Transcribe each record below word for word.

— START Provided information —

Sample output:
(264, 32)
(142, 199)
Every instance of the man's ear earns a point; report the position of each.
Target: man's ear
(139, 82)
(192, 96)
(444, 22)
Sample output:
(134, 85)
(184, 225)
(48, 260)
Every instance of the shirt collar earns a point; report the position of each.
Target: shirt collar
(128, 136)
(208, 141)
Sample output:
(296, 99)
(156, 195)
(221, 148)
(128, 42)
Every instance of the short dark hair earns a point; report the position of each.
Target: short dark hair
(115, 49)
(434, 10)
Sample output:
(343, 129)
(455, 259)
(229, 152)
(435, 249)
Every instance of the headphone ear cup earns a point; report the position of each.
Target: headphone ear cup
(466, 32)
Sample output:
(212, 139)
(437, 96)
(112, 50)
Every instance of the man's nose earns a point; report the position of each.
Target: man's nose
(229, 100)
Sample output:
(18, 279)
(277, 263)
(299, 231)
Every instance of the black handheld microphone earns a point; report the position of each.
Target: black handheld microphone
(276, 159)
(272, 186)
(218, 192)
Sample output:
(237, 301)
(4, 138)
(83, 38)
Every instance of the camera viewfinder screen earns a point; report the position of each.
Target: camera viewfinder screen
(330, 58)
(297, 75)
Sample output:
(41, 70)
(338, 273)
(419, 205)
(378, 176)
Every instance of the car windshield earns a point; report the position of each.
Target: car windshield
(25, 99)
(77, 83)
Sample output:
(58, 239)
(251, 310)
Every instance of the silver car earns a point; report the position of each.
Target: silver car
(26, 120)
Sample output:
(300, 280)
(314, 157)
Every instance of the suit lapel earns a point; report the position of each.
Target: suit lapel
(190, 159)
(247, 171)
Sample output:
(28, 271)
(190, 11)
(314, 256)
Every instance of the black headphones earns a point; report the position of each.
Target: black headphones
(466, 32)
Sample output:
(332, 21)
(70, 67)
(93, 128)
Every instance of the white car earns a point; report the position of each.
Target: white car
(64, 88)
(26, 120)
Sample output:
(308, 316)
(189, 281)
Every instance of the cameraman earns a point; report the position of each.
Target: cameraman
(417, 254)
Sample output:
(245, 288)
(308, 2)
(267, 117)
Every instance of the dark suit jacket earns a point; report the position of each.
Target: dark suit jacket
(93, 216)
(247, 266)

— END Provided information —

Completed task:
Sample output:
(264, 32)
(142, 199)
Every instance of the man's ear earns a point; report the position of each.
Target: man's ear
(139, 82)
(192, 96)
(444, 22)
Sample output:
(134, 85)
(184, 225)
(48, 260)
Every instance of the shirt collar earns a point; report the position of each.
Target: shirt collar
(128, 136)
(208, 141)
Sample output:
(296, 99)
(156, 195)
(221, 148)
(128, 42)
Every instance of the short dark hair earns a point; report the position of each.
Target: short dark hair
(115, 49)
(434, 10)
Sample output:
(343, 129)
(455, 259)
(229, 152)
(435, 249)
Every instance of the headphone ear cup earns a point; report the position of each.
Target: headphone ear cup
(466, 32)
Sample output:
(212, 139)
(437, 96)
(112, 50)
Every instance of the man's nose earns a point; report the position of each.
Target: man's nose
(229, 100)
Sample output:
(18, 279)
(277, 263)
(299, 231)
Every instance of the black handheld microphone earns a point; report the position of each.
Target: black handheld microphone
(276, 159)
(272, 186)
(218, 192)
Sample output:
(237, 301)
(4, 138)
(83, 38)
Every instance of the camera viewfinder screen earns a point; report the position of each.
Target: camera viewfinder screen
(330, 58)
(297, 75)
Sample output:
(41, 70)
(338, 273)
(419, 205)
(378, 176)
Every instance of the car windshield earns a point; report the position of each.
Target: car windshield
(25, 99)
(77, 83)
Sample output:
(58, 239)
(251, 310)
Every instance of the silver car earns a point; report the position of each.
Target: silver car
(26, 120)
Sample output:
(300, 280)
(314, 157)
Every instance of the suit lapel earns a point; report the position of each.
Target: suit lapel
(190, 159)
(247, 171)
Sample output:
(28, 271)
(190, 11)
(314, 256)
Every instance of the black headphones earns a point; report the position of each.
Target: black headphones
(466, 32)
Sample output:
(332, 21)
(70, 67)
(93, 128)
Every instance of the white car earns a point; report the position of each.
Target: white car
(64, 88)
(26, 120)
Sample output:
(308, 316)
(189, 281)
Every instance of the cameraman earns a point; report the position of each.
Target: cameraman
(417, 254)
Sample output:
(245, 288)
(308, 2)
(267, 117)
Every instance of the dark suit jacket earns a point; report the position of each.
Target: dark suit jacket
(93, 216)
(247, 266)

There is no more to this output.